======== Data for processing
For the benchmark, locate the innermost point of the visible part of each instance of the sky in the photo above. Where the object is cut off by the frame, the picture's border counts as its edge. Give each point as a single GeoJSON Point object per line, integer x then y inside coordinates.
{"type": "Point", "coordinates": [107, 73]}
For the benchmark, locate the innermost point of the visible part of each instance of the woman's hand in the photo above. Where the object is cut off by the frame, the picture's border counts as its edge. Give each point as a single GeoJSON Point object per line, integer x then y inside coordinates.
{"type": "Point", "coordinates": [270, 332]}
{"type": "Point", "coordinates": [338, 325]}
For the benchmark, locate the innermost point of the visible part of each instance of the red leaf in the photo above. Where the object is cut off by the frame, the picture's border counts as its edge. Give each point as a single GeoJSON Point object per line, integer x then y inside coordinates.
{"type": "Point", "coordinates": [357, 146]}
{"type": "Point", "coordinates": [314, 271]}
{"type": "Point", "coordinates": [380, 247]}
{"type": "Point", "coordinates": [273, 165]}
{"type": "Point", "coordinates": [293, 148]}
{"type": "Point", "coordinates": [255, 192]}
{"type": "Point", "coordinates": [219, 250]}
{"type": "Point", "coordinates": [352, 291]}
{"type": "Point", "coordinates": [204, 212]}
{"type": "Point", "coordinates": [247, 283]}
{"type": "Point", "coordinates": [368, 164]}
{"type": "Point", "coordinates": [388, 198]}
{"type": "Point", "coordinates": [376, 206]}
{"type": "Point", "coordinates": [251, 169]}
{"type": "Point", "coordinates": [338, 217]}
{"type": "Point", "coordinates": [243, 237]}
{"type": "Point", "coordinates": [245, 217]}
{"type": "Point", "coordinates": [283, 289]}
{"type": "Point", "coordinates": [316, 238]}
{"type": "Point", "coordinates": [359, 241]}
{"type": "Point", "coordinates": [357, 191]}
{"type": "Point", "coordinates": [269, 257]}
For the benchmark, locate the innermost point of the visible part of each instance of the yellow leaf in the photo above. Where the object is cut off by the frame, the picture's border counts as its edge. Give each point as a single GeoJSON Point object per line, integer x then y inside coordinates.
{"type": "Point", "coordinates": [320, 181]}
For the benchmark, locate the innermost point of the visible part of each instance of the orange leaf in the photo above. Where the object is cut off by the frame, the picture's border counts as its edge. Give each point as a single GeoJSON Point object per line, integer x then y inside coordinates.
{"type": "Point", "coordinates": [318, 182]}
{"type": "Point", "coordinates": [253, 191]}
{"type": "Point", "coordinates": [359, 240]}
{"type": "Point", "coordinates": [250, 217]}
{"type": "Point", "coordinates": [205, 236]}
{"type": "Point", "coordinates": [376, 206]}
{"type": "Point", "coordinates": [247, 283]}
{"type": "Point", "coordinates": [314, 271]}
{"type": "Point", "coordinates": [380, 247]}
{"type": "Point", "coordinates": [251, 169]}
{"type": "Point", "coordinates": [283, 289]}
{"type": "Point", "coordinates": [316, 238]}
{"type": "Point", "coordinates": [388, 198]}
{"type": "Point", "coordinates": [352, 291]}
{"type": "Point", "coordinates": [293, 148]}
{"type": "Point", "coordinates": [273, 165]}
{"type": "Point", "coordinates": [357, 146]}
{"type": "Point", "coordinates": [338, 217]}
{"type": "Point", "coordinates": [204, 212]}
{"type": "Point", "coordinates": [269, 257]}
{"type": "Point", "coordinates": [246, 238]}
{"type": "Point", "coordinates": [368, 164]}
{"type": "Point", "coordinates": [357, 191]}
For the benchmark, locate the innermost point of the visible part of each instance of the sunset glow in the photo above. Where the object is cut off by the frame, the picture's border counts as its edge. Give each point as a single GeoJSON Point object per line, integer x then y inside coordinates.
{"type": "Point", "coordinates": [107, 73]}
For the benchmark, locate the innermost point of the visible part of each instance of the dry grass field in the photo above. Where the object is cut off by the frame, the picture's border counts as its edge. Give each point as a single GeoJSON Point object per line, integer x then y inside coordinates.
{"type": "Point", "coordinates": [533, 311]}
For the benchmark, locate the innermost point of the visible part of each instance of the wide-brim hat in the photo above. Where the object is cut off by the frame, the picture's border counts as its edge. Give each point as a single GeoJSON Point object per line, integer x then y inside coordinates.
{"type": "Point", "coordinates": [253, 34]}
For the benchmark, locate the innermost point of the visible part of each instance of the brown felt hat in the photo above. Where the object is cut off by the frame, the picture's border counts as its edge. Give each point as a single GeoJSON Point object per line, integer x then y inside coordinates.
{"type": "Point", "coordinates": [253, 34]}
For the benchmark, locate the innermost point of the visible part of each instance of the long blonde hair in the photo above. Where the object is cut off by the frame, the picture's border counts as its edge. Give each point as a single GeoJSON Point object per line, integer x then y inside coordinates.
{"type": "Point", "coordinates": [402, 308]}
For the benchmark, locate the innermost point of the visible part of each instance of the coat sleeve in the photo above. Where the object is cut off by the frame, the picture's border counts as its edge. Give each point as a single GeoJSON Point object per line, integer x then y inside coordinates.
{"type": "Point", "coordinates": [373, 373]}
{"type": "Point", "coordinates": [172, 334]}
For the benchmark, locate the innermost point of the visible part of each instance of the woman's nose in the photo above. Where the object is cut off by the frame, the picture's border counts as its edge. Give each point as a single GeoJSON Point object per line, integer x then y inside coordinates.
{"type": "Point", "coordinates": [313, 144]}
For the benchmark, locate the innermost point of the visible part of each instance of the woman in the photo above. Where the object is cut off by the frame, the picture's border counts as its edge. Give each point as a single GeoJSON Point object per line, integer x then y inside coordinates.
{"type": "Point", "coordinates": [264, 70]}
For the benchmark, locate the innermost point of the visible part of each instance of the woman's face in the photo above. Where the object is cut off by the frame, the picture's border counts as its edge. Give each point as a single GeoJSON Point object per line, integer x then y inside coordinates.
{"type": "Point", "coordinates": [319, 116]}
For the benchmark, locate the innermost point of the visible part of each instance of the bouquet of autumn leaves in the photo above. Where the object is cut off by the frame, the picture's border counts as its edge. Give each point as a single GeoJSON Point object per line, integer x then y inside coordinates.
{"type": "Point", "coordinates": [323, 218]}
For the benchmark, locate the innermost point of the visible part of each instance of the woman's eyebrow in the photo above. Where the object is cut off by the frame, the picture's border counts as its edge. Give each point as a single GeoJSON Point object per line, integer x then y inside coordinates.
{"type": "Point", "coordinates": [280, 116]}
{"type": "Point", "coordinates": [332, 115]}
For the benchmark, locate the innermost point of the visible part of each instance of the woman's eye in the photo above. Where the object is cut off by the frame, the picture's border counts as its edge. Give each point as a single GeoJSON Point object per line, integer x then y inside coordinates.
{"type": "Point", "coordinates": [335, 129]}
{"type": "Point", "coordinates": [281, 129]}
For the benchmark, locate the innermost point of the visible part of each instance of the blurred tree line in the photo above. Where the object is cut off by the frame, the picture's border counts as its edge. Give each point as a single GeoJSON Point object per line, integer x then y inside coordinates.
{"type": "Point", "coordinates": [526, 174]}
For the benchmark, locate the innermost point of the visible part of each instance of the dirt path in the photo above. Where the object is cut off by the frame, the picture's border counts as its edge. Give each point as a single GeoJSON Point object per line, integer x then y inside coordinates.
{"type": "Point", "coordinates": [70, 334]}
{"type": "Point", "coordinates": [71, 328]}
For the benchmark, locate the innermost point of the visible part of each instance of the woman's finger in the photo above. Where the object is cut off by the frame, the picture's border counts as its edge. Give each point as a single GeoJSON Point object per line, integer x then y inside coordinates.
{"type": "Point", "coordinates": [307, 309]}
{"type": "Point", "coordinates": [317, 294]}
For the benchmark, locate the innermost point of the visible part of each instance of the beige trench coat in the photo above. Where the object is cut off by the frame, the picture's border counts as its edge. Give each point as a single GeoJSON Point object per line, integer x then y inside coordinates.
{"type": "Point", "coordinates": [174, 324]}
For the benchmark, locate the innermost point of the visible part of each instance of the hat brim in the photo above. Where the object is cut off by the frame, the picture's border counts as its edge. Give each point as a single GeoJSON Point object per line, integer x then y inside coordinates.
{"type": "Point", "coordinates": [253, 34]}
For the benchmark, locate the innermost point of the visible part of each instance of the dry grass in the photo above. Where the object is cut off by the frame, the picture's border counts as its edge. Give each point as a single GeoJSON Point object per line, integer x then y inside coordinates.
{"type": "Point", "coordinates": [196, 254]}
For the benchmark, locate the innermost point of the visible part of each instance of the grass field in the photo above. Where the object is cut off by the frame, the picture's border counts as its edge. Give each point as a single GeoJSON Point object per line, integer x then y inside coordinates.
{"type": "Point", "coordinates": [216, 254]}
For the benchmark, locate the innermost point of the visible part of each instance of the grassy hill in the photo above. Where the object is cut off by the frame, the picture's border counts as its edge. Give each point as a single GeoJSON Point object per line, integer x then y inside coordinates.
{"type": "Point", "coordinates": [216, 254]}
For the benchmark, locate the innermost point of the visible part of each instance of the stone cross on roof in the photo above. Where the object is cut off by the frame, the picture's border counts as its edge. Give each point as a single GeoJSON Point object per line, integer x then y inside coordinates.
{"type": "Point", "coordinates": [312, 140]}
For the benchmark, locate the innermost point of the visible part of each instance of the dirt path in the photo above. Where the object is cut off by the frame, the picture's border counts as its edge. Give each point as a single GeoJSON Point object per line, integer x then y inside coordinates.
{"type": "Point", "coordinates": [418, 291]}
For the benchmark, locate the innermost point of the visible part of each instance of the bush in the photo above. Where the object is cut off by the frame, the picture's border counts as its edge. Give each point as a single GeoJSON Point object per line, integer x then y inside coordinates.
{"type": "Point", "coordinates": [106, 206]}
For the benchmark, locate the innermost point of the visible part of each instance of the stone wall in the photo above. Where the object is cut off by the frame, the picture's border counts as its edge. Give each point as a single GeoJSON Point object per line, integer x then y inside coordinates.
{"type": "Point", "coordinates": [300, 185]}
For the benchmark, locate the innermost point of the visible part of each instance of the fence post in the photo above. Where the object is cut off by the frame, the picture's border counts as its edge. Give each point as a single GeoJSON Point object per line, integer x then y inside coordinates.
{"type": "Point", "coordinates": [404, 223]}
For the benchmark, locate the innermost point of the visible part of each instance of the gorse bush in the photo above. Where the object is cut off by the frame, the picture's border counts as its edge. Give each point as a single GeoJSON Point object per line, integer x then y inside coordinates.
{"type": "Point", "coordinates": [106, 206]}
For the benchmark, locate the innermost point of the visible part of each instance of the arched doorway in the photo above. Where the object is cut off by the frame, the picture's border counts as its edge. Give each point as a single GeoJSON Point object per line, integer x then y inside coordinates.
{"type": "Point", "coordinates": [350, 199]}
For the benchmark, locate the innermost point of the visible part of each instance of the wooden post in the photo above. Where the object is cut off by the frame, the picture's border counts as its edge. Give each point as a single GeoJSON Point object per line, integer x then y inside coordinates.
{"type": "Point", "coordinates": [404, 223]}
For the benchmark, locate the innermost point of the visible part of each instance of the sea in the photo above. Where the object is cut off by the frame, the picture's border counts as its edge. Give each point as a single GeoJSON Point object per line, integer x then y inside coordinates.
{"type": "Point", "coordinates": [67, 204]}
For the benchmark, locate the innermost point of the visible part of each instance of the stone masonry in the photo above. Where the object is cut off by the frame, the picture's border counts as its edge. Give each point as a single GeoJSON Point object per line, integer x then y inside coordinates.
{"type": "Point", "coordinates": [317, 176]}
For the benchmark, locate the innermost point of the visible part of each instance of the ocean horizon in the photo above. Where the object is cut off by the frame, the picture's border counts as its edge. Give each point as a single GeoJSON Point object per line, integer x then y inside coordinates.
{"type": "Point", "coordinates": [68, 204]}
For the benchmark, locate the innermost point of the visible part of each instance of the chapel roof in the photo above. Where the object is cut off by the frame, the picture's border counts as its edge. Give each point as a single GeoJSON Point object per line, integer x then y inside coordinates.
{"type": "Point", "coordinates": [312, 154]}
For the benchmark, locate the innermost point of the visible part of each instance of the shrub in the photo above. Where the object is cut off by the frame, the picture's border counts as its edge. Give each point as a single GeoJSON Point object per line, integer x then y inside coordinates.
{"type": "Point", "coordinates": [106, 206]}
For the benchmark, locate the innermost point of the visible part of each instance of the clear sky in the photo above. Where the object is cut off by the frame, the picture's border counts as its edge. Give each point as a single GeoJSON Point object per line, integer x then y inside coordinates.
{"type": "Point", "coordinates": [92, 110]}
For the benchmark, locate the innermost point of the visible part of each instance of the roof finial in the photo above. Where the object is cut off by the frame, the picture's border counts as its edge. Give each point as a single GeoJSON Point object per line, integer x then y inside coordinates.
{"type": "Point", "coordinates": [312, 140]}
================
= Work to be completed =
Print from the line containing "of the shrub" to the last line above, exactly as written.

= Answer below =
For the benchmark, locate the innermost point of the visible part of each instance of the shrub in the photo above. Where the object is cut off by the frame, the picture's border counts as its edge. Give each point as a single GeoJSON Point object per line, integer x then y inside coordinates.
{"type": "Point", "coordinates": [106, 206]}
For the benchmark, locate the innermost point of the visible part of each instance of the clear sky in the photo above. Where the object is cut off by the frame, the picture's border counts as its edge. Give each point as a single GeoJSON Point object per line, integer x then y inside coordinates.
{"type": "Point", "coordinates": [92, 110]}
For the benchmark, locate the innermost point of the visible part of each instance of the roof finial in the photo above. Where the object is cut off by the frame, the picture's border counts as its edge. Give each point as a single GeoJSON Point object per line, integer x then y inside coordinates.
{"type": "Point", "coordinates": [312, 140]}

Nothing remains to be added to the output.